- **TASK PROMPT**:
Extract each line from the rows below that contains the string "backpack", treating uppercase and lowercase letters as different.

[Stored data]
-- START --

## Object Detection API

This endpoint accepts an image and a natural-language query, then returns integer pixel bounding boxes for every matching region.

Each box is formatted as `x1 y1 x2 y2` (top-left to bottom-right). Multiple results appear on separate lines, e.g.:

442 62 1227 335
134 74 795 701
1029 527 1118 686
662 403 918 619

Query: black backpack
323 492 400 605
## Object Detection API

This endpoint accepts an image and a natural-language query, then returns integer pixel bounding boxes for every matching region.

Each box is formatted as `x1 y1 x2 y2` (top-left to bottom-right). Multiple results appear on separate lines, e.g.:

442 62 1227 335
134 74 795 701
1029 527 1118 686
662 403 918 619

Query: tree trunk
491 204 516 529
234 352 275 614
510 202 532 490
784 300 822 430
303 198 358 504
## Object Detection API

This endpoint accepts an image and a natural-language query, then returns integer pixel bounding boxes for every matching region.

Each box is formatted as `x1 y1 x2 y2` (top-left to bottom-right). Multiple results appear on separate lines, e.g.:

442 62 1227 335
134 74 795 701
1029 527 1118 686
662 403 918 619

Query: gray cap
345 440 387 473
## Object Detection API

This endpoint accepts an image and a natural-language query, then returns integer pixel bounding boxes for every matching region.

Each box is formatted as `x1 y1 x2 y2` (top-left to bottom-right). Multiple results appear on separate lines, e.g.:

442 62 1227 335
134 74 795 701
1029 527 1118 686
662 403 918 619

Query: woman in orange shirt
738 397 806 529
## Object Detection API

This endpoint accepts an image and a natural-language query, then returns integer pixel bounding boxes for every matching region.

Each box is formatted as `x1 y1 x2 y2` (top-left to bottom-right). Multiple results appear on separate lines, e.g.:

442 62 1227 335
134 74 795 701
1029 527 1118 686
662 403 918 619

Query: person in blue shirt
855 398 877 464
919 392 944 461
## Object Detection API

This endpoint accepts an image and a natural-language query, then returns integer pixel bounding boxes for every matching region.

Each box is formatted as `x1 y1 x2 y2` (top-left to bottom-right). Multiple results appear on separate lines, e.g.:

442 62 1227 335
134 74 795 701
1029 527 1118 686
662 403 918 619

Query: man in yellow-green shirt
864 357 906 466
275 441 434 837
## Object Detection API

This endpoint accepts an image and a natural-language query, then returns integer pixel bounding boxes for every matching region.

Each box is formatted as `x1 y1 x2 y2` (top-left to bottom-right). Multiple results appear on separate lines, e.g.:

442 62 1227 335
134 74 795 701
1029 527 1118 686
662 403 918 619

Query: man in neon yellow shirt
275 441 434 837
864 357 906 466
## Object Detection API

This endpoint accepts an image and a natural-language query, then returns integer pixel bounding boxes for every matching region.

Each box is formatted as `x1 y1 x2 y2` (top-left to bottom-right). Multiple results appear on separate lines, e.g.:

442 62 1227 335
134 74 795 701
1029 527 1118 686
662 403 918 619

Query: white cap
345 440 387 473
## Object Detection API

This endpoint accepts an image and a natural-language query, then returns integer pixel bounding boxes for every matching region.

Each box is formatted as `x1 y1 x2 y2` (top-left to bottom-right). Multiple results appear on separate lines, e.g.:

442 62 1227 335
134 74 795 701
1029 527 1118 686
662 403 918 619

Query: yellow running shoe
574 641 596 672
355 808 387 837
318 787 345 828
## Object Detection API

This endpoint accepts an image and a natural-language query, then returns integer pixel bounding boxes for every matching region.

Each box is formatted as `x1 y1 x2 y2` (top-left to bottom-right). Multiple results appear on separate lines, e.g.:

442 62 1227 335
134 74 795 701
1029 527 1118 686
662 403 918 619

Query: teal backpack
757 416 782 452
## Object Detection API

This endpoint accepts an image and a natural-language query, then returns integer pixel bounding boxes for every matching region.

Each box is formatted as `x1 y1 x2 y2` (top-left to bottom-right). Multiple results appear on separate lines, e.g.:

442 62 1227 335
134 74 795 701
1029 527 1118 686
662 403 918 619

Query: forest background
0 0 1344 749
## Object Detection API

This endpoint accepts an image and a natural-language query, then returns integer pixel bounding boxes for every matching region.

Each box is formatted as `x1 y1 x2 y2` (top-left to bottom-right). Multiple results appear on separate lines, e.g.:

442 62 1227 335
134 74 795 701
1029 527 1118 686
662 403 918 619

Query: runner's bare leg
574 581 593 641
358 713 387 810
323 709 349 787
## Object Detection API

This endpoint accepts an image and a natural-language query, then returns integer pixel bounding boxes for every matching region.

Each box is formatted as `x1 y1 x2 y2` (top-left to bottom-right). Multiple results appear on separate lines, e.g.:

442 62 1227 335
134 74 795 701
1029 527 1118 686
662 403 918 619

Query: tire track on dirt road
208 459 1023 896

-- END --

- **TASK RESULT**:
Query: black backpack
Query: teal backpack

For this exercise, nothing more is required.